● **WHAT YOU HAVE TO DO**: Find each line in the records below that contains the word "sleeve", and copy it out.

● **Saved data entries**:
☆ ☆ ☆ ☆ ☆ ☆ ☆

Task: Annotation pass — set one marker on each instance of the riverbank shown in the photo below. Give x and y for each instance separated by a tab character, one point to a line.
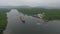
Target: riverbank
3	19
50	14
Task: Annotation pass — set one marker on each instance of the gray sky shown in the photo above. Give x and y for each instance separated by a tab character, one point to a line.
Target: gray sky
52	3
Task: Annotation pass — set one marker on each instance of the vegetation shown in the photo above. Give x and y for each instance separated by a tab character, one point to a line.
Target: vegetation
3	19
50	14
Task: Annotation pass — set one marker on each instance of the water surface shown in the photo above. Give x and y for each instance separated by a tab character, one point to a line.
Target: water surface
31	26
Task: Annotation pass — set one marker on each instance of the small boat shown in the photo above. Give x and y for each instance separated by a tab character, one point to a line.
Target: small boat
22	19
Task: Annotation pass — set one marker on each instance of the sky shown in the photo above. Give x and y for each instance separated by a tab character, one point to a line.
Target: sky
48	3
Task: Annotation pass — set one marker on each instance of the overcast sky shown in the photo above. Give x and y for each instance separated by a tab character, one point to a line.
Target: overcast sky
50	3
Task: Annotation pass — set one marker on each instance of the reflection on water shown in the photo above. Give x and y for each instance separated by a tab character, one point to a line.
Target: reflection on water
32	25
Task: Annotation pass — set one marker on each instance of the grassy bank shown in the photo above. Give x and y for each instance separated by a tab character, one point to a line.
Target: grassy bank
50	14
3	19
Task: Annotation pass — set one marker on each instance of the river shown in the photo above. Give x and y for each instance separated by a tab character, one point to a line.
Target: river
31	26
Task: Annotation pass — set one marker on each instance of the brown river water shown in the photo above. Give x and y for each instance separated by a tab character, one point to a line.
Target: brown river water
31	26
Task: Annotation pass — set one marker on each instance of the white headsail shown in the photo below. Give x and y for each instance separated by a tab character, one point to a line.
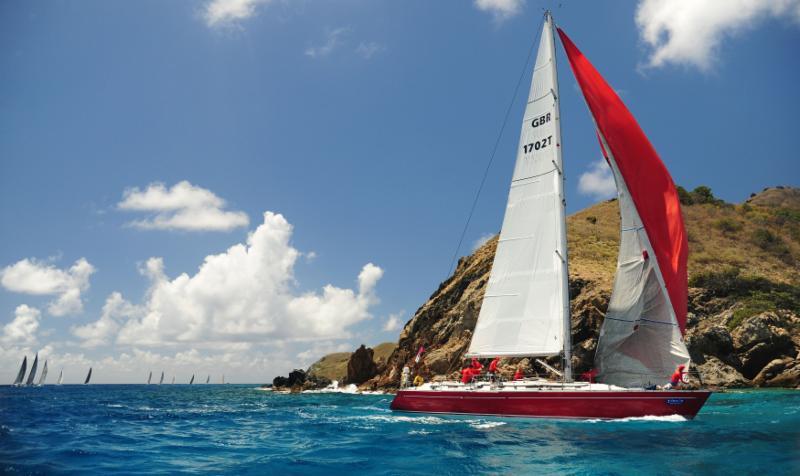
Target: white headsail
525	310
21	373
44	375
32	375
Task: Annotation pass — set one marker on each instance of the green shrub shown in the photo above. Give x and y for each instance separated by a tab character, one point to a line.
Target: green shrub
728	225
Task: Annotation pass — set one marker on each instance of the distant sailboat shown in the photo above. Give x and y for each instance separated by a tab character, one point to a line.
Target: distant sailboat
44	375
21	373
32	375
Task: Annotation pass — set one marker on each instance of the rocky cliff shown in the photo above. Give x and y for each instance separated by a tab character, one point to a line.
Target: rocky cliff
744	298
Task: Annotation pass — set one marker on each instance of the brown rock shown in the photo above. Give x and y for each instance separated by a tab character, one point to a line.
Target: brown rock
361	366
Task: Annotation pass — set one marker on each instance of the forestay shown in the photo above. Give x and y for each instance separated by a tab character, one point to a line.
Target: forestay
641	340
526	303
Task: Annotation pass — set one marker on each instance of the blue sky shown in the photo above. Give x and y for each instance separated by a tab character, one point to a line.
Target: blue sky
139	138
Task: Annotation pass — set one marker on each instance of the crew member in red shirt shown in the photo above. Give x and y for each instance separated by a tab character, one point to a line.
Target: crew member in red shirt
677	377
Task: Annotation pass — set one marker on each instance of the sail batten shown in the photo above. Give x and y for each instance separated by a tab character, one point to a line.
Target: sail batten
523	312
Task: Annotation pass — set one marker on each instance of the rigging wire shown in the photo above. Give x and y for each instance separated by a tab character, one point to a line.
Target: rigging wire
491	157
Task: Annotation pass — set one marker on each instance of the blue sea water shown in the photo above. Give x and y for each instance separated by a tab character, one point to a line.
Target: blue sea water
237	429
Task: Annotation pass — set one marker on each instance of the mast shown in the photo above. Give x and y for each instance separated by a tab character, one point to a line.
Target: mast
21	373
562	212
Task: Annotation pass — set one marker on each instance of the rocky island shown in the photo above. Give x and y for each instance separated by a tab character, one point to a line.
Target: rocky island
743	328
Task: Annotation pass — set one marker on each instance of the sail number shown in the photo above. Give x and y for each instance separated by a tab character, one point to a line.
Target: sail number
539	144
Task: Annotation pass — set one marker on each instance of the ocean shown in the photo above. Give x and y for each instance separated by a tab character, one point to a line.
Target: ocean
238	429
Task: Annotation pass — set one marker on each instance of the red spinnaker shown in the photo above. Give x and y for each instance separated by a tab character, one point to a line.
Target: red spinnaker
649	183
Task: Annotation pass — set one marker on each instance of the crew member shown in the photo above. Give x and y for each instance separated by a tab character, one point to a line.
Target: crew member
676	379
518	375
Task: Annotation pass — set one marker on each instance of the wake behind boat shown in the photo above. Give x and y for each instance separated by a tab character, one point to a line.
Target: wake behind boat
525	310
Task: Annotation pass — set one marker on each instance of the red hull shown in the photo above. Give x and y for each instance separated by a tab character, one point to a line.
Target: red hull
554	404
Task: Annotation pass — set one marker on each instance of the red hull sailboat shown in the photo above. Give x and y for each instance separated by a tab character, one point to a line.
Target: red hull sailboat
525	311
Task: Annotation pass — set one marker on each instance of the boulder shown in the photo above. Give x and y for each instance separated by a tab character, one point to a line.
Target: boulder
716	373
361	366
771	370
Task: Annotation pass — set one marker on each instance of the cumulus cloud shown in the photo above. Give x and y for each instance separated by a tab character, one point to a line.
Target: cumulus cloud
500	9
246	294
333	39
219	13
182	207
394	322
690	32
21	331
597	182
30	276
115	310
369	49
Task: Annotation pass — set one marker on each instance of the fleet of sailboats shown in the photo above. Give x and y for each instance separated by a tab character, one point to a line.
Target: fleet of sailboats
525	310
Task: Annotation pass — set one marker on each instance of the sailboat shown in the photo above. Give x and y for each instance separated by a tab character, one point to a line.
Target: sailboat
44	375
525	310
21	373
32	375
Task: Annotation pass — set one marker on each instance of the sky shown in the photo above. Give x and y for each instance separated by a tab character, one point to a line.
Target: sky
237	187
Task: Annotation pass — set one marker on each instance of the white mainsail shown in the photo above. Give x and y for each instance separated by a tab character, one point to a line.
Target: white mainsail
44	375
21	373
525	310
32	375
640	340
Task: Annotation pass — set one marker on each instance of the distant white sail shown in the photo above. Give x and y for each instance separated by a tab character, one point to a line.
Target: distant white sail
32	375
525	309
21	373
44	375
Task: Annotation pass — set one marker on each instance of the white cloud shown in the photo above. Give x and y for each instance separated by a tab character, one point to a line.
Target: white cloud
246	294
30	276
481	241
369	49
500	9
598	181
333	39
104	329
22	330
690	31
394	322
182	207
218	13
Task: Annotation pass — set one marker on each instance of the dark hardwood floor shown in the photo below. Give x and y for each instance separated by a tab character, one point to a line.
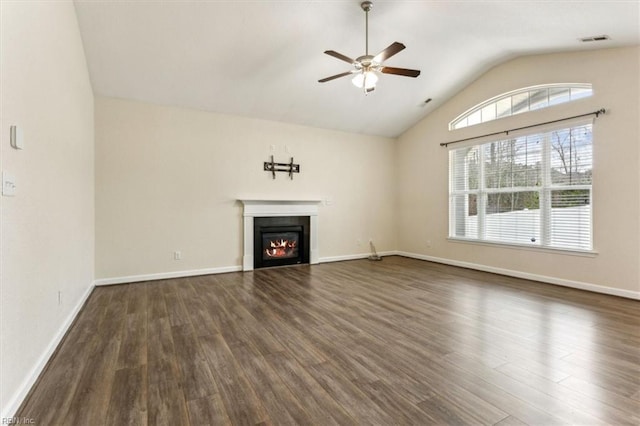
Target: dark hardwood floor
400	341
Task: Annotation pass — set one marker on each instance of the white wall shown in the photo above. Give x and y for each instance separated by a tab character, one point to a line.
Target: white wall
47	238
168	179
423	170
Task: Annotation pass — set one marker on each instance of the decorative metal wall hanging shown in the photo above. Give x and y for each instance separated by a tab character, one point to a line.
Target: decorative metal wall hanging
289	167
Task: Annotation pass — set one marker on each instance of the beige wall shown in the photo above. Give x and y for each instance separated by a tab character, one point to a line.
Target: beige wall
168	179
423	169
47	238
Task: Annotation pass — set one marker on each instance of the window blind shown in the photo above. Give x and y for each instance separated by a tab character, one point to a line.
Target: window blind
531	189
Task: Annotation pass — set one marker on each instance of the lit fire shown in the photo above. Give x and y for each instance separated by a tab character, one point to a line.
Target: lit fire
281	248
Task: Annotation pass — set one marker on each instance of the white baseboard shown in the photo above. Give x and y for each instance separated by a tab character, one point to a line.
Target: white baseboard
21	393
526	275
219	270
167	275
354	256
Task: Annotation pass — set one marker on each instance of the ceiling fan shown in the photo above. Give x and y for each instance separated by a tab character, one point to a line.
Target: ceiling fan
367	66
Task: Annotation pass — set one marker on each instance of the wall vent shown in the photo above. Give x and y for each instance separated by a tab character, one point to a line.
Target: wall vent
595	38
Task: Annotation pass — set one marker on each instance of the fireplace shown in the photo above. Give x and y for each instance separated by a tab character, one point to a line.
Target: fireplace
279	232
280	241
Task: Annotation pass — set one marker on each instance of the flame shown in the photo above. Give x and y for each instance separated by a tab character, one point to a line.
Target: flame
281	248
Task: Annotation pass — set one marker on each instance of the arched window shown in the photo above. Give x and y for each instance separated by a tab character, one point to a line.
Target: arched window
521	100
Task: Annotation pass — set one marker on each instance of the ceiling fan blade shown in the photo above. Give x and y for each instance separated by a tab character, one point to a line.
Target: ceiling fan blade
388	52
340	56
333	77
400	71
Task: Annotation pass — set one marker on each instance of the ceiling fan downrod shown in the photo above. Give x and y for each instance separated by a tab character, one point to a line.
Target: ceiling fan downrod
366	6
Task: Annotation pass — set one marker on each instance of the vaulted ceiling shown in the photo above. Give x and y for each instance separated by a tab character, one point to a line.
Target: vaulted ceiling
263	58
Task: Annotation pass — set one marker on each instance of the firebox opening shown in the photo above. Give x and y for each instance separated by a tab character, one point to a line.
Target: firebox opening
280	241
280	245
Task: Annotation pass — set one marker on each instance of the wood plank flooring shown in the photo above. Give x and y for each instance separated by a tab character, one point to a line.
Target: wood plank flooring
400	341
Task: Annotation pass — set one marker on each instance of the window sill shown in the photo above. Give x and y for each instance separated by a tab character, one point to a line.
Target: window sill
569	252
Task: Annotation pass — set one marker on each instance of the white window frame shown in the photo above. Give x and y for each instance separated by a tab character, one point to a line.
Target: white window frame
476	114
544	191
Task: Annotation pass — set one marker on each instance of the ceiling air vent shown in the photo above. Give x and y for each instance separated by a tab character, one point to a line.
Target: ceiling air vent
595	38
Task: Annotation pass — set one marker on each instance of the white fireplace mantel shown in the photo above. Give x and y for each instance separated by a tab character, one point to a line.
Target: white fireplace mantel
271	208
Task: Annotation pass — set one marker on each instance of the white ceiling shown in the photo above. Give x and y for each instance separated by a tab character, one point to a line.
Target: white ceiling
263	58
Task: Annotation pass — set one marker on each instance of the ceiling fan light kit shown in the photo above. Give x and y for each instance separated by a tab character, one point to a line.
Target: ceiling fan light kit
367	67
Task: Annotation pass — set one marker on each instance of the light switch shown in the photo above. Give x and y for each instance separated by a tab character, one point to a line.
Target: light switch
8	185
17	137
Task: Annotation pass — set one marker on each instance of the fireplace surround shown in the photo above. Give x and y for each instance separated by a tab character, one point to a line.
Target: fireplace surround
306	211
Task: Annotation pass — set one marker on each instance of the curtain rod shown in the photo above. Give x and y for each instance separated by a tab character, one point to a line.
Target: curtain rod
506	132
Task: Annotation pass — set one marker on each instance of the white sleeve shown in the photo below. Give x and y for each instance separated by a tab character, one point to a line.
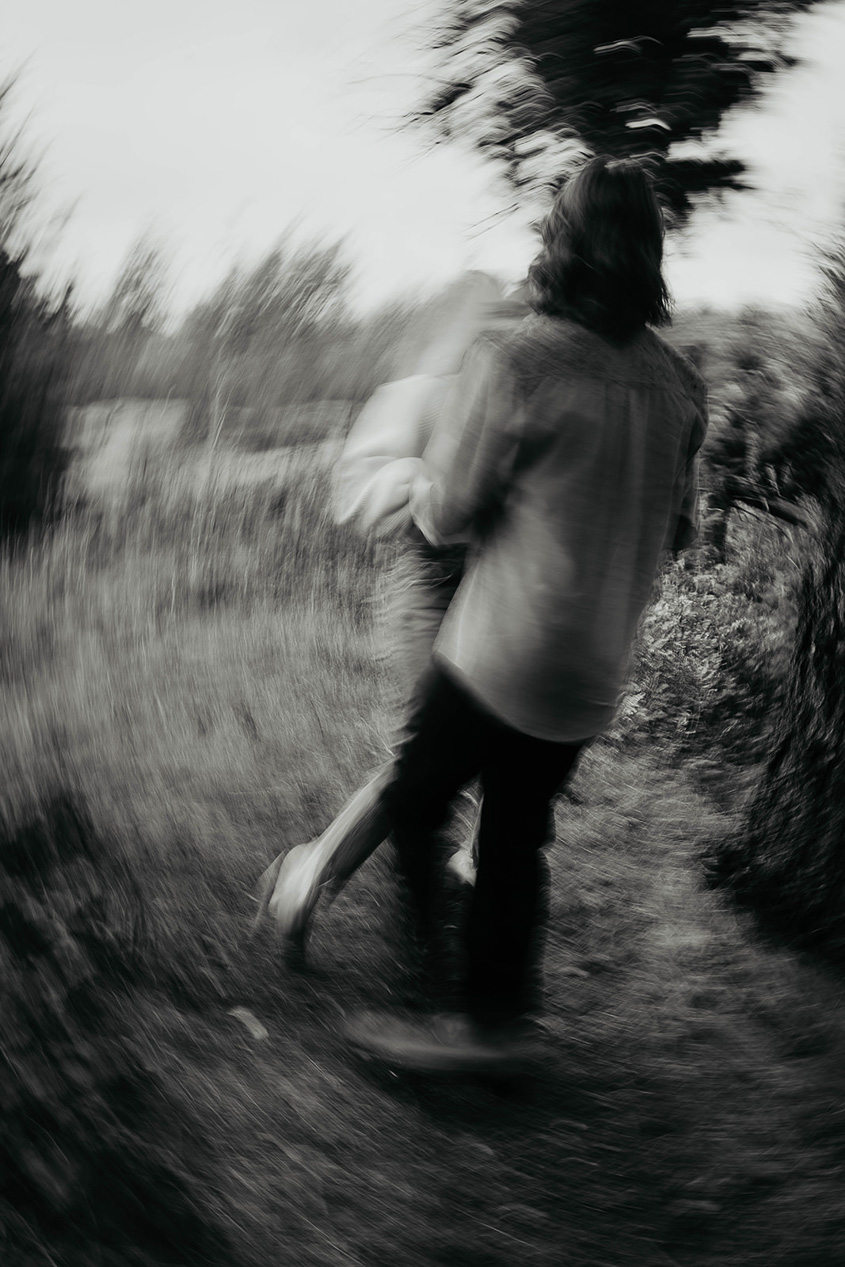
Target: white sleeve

☆ ☆ ☆ ☆ ☆ ☆ ☆

● **SOLUTION TO THE EXERCISE**:
Task: Annotation pass — set one marker on each instance of the white sleeve shown in the photo below. Give x and y for each instance separated by a tab character, one point to a line.
Target: white sleeve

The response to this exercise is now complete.